* **INSTRUCTION**
Find each line in the listing below that contains the string "patterned". Copy every such line in full.

[Collected data]
--------------------------------------------------

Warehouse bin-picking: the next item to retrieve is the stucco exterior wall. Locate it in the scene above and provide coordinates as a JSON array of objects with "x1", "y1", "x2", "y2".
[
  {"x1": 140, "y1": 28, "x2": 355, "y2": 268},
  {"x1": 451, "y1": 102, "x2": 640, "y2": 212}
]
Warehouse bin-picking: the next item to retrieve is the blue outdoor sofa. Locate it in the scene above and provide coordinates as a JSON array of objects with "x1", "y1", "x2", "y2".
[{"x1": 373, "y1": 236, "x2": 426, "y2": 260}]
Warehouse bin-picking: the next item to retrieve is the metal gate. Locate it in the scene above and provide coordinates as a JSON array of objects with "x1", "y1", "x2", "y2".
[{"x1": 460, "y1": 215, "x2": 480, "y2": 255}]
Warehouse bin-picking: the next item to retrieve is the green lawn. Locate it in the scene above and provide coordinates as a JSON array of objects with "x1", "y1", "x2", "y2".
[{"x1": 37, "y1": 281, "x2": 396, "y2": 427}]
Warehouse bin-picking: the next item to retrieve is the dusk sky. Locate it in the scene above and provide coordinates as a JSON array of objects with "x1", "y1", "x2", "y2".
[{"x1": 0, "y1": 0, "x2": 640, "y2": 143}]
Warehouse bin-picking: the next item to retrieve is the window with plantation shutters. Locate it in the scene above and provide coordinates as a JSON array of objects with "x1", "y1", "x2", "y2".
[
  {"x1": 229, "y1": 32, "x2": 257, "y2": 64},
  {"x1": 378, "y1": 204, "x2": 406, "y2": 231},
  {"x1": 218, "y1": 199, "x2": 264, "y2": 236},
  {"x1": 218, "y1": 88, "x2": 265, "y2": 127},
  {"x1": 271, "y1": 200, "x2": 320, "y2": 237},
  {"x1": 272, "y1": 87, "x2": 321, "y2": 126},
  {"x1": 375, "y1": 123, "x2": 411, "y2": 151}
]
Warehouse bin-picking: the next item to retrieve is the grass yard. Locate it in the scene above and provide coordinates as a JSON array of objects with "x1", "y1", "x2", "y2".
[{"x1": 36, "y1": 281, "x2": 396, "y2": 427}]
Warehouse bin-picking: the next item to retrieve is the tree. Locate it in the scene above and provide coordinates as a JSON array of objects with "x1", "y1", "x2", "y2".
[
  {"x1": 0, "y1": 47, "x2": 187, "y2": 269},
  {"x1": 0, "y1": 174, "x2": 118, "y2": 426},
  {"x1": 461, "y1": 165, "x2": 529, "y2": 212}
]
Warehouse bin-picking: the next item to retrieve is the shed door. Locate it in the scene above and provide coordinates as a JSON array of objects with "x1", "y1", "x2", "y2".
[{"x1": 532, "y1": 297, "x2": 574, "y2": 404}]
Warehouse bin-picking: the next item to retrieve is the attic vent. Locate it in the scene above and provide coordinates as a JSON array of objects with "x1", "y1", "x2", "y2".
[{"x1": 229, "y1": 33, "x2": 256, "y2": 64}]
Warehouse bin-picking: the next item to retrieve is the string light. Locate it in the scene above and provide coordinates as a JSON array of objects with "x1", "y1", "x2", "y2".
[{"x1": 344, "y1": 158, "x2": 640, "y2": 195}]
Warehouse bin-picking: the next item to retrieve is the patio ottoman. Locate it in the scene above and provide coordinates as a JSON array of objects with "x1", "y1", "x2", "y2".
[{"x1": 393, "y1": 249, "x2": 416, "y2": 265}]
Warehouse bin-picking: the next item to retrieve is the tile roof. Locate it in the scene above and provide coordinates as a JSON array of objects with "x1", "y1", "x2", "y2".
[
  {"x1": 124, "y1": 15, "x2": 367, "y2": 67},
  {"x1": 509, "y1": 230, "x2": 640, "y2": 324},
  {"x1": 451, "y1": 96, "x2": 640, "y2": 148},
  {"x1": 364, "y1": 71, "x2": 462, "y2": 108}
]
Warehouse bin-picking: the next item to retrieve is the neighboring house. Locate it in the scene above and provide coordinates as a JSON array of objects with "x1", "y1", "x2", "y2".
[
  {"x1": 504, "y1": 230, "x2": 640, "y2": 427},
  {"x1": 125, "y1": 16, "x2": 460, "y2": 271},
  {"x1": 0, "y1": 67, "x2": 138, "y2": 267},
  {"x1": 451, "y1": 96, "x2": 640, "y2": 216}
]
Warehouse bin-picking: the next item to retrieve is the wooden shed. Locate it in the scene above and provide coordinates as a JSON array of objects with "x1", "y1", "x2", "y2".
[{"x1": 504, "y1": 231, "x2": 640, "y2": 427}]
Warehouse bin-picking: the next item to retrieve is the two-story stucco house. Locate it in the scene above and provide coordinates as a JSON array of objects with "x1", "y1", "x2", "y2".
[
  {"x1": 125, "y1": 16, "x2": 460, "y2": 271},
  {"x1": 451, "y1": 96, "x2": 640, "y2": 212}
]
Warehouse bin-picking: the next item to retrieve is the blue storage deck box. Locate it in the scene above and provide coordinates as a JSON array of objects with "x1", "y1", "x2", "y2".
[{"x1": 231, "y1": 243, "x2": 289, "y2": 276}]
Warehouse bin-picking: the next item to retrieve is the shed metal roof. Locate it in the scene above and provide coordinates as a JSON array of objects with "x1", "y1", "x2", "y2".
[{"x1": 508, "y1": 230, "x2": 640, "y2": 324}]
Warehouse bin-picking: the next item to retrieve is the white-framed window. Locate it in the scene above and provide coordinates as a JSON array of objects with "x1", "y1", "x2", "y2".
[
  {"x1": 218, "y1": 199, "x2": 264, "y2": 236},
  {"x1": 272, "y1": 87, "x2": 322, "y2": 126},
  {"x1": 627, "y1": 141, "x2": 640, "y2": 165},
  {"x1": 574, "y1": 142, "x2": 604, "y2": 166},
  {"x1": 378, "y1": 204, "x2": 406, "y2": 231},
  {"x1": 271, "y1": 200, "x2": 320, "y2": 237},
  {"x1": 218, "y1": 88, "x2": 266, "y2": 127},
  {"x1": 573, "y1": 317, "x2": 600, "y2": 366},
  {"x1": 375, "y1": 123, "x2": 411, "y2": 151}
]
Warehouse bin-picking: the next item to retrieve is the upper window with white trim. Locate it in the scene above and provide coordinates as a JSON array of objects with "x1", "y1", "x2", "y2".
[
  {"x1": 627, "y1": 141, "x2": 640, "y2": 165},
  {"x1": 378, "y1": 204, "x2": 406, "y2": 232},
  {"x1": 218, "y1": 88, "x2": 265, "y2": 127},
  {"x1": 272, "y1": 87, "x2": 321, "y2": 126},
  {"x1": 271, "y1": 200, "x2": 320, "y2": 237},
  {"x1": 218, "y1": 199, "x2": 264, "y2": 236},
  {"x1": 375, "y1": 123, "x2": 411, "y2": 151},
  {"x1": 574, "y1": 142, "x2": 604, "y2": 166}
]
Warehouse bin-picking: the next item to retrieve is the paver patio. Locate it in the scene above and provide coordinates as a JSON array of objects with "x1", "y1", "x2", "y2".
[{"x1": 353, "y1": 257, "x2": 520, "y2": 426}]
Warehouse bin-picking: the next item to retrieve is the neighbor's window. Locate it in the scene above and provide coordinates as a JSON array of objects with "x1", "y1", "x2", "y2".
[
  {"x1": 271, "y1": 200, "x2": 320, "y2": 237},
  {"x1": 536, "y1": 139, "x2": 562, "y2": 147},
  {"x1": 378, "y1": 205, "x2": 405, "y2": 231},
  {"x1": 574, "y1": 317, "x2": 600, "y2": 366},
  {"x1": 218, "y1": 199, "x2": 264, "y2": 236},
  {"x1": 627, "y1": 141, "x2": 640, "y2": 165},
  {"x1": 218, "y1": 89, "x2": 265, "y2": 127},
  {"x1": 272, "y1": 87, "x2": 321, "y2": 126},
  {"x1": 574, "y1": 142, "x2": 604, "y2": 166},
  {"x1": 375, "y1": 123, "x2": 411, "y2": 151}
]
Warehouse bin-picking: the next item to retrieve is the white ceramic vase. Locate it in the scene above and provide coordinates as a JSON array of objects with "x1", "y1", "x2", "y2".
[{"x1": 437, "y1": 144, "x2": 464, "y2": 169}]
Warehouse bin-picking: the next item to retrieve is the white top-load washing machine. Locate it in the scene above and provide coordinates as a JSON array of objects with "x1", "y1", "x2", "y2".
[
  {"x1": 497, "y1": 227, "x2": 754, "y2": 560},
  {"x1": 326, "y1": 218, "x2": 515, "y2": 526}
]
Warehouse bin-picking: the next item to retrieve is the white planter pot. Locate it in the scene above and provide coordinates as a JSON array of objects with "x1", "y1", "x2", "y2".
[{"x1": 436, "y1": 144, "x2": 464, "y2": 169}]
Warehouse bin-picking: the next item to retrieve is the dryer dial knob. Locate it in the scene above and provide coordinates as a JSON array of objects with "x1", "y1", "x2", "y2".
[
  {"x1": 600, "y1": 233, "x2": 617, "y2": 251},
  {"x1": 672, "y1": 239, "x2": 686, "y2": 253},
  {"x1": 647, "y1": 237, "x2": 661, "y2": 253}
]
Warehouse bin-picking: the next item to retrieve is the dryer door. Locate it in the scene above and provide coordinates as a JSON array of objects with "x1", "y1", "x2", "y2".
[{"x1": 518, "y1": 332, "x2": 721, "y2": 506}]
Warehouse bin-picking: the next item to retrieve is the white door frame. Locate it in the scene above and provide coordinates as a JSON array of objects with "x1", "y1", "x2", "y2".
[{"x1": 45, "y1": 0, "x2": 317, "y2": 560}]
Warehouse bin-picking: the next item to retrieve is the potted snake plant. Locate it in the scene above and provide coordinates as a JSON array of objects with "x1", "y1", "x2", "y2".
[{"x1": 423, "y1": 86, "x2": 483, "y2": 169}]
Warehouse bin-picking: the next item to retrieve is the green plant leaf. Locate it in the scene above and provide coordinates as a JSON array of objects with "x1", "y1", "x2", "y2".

--------------------------------------------------

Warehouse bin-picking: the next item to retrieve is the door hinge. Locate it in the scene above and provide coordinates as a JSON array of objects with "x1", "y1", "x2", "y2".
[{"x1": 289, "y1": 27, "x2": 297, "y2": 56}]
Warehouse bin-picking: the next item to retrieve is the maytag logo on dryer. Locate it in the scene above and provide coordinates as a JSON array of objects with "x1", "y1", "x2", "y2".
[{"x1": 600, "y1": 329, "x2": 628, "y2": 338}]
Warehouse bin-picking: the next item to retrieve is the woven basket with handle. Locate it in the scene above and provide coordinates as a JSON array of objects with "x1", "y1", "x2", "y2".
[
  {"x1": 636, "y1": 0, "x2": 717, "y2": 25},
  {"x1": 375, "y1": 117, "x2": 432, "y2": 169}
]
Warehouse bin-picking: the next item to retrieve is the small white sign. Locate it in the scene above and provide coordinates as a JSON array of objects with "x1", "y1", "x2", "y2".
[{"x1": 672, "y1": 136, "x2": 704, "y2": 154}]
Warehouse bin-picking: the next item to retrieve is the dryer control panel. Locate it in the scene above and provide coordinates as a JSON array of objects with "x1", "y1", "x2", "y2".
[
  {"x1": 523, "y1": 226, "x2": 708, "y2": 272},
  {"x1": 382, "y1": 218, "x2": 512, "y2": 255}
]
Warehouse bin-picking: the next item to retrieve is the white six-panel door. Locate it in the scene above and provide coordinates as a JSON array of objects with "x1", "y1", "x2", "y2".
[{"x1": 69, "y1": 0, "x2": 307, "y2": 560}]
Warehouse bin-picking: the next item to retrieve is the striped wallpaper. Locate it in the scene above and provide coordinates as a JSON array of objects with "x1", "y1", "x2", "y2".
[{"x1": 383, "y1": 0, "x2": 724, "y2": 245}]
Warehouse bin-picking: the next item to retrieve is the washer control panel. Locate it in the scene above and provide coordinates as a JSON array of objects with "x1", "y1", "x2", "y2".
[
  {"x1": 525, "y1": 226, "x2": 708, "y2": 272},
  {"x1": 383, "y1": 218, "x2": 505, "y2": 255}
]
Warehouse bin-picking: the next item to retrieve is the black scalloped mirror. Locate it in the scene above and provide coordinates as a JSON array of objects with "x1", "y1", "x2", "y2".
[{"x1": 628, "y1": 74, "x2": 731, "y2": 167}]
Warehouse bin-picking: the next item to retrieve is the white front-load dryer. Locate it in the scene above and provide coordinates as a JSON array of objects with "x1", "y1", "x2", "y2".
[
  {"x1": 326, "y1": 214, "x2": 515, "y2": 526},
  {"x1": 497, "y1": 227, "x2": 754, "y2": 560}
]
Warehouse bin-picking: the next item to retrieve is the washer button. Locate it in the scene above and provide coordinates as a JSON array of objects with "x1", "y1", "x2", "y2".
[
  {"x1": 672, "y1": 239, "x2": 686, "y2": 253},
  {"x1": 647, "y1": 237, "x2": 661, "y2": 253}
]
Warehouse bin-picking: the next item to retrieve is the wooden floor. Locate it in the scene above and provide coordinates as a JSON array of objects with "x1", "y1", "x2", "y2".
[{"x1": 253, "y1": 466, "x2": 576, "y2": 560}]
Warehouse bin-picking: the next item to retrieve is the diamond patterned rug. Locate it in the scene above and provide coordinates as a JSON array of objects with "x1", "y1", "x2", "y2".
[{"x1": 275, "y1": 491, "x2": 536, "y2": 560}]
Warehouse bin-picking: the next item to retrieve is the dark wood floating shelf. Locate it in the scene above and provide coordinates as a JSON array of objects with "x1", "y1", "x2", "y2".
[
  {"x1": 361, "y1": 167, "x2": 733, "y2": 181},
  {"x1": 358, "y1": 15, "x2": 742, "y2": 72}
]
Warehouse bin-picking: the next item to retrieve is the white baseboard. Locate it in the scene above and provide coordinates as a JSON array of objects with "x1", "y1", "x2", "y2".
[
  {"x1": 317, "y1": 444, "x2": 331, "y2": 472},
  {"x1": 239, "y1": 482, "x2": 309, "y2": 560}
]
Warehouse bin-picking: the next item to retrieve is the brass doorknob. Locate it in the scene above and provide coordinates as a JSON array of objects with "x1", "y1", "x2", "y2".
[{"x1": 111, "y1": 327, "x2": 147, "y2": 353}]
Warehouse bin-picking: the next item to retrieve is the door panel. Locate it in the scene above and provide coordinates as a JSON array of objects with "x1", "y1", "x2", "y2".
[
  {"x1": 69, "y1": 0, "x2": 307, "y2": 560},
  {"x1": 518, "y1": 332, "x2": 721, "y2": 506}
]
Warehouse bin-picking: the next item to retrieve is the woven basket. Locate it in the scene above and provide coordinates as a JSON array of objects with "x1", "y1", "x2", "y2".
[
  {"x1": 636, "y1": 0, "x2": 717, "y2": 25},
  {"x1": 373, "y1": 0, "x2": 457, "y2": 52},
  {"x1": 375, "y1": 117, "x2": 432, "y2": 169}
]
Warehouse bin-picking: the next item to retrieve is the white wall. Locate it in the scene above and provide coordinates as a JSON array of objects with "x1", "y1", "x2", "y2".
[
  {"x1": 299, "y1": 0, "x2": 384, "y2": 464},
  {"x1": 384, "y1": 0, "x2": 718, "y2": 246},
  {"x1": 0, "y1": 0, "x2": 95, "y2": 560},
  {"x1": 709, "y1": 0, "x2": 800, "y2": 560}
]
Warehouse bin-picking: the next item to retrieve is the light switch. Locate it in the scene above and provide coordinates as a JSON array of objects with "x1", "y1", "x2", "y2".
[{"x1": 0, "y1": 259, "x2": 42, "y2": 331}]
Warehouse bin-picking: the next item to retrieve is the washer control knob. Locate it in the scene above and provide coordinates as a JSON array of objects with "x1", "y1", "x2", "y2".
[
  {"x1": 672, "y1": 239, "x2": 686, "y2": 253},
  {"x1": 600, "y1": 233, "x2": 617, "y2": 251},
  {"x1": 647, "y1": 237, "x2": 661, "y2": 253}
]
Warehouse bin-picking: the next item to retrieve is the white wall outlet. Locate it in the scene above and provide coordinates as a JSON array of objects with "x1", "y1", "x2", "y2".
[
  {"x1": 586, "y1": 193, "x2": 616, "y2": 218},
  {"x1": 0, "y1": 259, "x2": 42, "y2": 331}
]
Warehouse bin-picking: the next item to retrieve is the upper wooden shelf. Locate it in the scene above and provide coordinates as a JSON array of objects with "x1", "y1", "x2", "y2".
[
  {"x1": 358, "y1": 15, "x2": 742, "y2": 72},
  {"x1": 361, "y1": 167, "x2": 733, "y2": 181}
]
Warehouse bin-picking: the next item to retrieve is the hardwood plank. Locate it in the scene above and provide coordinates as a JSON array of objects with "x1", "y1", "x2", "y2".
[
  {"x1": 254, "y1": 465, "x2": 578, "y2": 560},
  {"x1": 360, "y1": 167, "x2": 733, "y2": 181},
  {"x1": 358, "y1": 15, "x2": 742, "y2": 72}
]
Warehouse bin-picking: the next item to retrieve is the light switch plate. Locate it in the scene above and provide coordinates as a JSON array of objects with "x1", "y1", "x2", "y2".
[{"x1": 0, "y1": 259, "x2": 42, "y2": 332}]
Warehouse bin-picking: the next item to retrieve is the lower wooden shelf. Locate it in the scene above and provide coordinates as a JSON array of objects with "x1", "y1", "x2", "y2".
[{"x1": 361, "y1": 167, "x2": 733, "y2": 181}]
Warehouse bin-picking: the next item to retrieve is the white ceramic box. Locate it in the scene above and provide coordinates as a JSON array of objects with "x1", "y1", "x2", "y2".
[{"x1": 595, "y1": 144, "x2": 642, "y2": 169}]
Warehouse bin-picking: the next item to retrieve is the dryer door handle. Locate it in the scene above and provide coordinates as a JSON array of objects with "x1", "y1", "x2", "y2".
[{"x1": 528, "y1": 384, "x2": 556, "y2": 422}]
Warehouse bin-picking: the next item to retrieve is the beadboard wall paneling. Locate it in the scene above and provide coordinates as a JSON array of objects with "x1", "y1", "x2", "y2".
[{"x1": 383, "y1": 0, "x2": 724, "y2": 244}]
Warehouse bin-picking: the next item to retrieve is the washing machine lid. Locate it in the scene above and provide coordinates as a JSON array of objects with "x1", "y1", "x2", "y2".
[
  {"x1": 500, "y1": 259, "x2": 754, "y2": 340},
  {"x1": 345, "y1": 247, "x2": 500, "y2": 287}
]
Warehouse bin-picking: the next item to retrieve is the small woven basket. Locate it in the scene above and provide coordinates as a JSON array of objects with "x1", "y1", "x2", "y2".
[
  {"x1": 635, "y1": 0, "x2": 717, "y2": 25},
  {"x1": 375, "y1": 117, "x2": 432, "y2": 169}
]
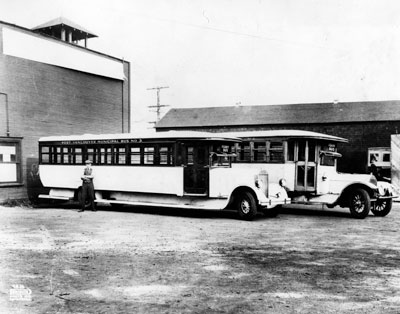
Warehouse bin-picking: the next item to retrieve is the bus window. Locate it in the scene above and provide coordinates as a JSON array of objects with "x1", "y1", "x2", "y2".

--------------------------------------------------

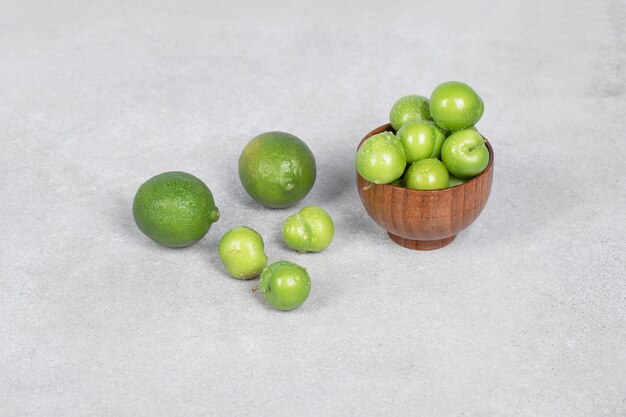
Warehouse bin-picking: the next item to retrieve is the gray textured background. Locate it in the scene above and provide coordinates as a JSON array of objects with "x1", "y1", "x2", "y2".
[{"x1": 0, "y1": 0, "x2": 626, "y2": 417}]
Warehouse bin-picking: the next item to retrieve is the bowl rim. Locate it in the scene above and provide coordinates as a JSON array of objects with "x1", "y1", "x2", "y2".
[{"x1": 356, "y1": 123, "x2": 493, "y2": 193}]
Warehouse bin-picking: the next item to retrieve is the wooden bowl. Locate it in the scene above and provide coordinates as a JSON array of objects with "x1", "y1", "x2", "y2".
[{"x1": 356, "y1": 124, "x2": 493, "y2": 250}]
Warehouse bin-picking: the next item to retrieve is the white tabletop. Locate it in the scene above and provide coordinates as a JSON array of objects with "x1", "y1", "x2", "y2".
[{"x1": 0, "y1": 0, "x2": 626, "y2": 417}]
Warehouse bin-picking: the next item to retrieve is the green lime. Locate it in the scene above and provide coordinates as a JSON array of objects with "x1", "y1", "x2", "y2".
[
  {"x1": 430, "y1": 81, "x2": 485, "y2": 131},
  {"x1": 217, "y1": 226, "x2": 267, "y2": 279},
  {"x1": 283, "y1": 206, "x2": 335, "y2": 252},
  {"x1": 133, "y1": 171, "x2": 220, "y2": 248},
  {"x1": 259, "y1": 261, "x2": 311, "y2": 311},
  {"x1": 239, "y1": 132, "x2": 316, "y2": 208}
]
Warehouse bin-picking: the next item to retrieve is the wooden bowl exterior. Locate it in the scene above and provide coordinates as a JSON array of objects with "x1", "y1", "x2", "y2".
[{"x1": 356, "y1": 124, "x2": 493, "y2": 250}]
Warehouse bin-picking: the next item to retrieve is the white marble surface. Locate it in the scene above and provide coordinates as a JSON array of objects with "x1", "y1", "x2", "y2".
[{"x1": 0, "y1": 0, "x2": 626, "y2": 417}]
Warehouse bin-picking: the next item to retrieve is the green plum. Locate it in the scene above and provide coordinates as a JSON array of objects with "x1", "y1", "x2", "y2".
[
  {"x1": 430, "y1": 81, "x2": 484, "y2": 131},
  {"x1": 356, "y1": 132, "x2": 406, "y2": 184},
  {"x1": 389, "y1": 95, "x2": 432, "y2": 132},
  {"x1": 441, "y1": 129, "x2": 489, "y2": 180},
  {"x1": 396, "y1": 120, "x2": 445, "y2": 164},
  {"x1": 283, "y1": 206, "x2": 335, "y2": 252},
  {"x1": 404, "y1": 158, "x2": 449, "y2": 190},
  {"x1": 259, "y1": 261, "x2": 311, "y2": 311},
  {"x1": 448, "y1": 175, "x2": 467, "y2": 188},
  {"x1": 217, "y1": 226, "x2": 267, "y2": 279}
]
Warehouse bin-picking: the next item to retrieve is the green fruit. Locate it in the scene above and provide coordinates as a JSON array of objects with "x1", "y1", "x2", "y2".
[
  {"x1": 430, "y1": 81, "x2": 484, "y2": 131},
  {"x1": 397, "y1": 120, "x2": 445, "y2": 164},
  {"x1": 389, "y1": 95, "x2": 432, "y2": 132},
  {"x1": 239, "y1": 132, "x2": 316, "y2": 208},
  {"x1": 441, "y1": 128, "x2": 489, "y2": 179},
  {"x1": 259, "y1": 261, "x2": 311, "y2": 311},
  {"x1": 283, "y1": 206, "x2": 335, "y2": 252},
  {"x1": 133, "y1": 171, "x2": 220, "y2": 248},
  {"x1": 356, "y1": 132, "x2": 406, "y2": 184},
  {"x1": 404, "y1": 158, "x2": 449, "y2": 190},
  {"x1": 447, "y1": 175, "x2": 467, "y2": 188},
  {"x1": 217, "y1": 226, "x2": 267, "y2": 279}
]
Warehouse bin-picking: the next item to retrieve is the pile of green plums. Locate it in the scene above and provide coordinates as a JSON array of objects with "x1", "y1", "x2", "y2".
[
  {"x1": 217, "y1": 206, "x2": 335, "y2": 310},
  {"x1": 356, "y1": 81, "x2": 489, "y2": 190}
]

--------------------------------------------------

* **ANSWER IN FULL**
Warehouse bin-picking: the next item to retrieve is the diamond patterned rug. Locate it in the scene above and provide coordinates as a JSON array of objects with "x1", "y1", "x2", "y2".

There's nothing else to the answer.